Please print the listing below word for word, starting at its first line and ending at the line that contains "positive clicks: (557, 483)", including that line, and leave the pictures out of your answer.

■ ENTRIES SUPPLIED:
*** Block opens ***

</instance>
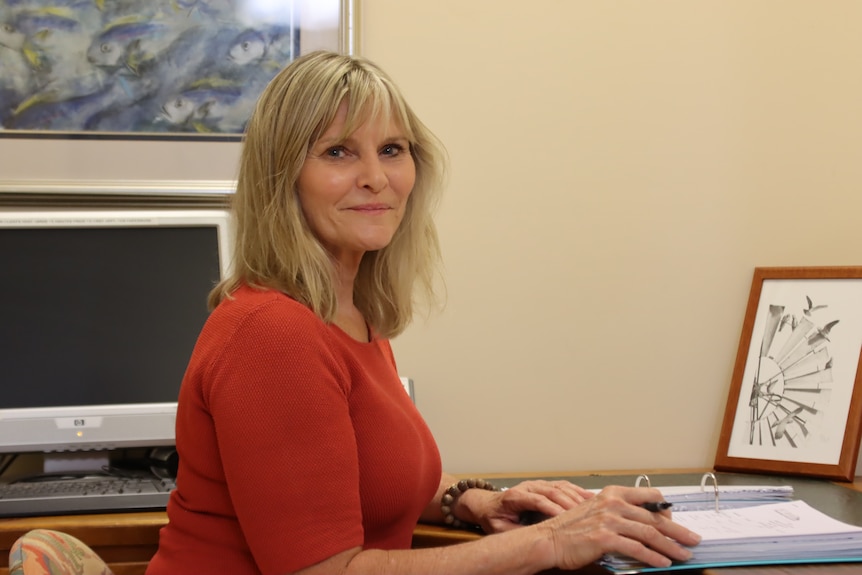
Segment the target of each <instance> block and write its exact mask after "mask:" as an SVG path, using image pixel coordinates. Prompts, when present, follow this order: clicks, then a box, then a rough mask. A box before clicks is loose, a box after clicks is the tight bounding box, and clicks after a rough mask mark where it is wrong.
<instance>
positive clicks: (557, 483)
mask: <svg viewBox="0 0 862 575" xmlns="http://www.w3.org/2000/svg"><path fill="white" fill-rule="evenodd" d="M458 481H459V480H458V478H457V477H455V476H454V475H450V474H448V473H443V475H442V477H441V478H440V486H439V487H438V489H437V493H436V494H435V496H434V498H433V499H432V500H431V501H430V502H429V504H428V506H427V507H426V508H425V511H424V512H423V514H422V516H421V518H420V520H421V521H423V522H426V523H443V522H444V519H445V518H444V515H443V513H442V511H441V499H442V497H443V494H444V493H445V492H446V490H447V489H449V488H450V487H451V486H452V485H455V484H456V483H458ZM593 495H594V494H593V492H591V491H588V490H586V489H584V488H582V487H579V486H577V485H575V484H573V483H570V482H568V481H545V480H531V481H523V482H521V483H519V484H517V485H515V486H514V487H511V488H509V489H507V490H505V491H488V490H485V489H468V490H466V491H464V492H463V493H461V494H460V495H459V496H458V497H457V499H456V501H455V503H454V504H453V506H452V514H453V516H454V518H455V519H457V520H459V521H461V522H463V523H471V524H475V525H479V526H480V527H481V528H482V530H483V531H485V533H497V532H500V531H508V530H510V529H514V528H516V527H520V526H521V523H520V519H521V515H522V514H523V513H524V512H525V511H533V512H538V513H539V514H541V515H544V516H547V517H554V516H556V515H559V514H560V513H562V512H563V511H566V510H567V509H571V508H573V507H574V506H576V505H577V504H578V503H581V502H582V501H584V500H586V499H589V498H591V497H593Z"/></svg>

*** Block closes ***

■ ANSWER TO THE PROBLEM:
</instance>
Segment the target of each <instance> block and write its exact mask after "mask:" as an SVG path, using image pixel coordinates. Prompts, when present, follow this order: clicks, then a box, then a rough mask. A box before clicks is loose, a box after clicks is the tight bounding box, and clicks after a rough mask mark where it is wrong.
<instance>
positive clicks: (557, 483)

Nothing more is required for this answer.